Exercise description: Please write out the records below again, substituting "Labeling task" for each occurrence of "Annotation task" and leaving everything else unchanged.

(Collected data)
# # # # # # #

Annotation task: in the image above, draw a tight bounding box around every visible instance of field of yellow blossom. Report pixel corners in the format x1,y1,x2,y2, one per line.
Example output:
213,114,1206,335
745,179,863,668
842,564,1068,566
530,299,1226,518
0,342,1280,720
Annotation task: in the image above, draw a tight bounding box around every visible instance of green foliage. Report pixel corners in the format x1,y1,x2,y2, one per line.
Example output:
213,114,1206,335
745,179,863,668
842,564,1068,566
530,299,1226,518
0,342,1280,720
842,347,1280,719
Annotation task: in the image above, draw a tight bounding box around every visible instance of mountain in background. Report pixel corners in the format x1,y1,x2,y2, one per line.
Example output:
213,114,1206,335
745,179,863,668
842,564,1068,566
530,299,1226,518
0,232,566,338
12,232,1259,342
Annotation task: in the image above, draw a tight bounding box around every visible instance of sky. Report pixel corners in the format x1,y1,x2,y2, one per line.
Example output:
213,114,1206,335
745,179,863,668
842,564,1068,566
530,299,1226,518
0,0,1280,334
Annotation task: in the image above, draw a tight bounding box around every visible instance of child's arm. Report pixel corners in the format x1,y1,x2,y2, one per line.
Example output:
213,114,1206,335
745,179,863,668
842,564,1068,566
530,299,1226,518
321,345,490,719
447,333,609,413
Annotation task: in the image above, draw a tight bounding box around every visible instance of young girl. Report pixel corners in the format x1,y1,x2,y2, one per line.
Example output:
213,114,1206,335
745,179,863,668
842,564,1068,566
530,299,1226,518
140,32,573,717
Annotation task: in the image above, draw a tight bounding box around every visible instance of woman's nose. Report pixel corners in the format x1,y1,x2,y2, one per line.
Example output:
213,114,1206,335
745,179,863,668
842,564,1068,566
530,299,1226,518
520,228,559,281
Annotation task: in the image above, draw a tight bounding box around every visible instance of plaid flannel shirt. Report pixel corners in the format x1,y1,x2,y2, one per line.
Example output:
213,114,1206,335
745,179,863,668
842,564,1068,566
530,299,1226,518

# # # # # # #

Correct result:
Labeling task: in the image above, draw a tight bounding box around every visible instance of field of yellow blossom. Report pixel corners in the format x1,y1,x2,y2, one per line.
Example output:
213,114,1206,335
745,179,863,668
842,564,1068,566
530,299,1226,518
0,342,1280,720
Labeling task: in the image above, draw a tight bounding box around every visible instance of green foliage. Report pixel corners in the format x1,y1,x2,y2, one per line.
Example output:
213,114,1206,335
745,179,863,668
842,564,1068,566
530,299,1226,518
0,342,1280,720
842,347,1280,719
Labeling task: in the image above, draw a tight bounding box around every visible instance of mountain in background. Report pixel corners in the format x1,y1,x2,y2, one per line.
Example output:
213,114,1206,335
745,179,863,668
842,564,1068,566
530,299,1226,518
0,232,566,338
12,232,1259,342
Labeling task: in the image above, draw a tight bounding box around every visible instance of sky. Report pixel corners in the format x1,y1,x2,y2, one per line.
Example output:
213,114,1206,335
745,179,863,668
842,564,1068,566
530,299,1226,518
0,0,1280,334
Labeling task: in the image above, draw a tight bounding box around every visible instance of child's arm. Report pixel corners in the format x1,y1,x2,y2, one per line.
Example output:
213,114,1206,335
745,179,863,668
842,564,1068,566
530,299,1226,518
321,345,490,719
447,333,609,413
Labeling task: in the image above, draw a tight bounding box around every visible instance of young girl. Report pixel corners in the format x1,y1,x2,y2, one per line.
Example output:
213,114,1206,335
745,179,863,668
842,564,1068,566
530,299,1226,518
140,32,573,717
Labeling task: in the image above, draw a tight bounding box around every visible instance of woman's nose. Report pixel corners in the format x1,y1,x2,y2, one per line.
Example output:
213,114,1206,335
745,179,863,668
842,564,1068,566
530,299,1226,518
520,228,559,281
Labeling task: in the image above, draw a tight bounding box around every visible instance of plaid flannel shirt. Report pixel corners in the format x1,y1,x2,y2, one per line.
Example output:
213,114,1206,335
745,179,863,668
842,564,1068,566
530,299,1226,518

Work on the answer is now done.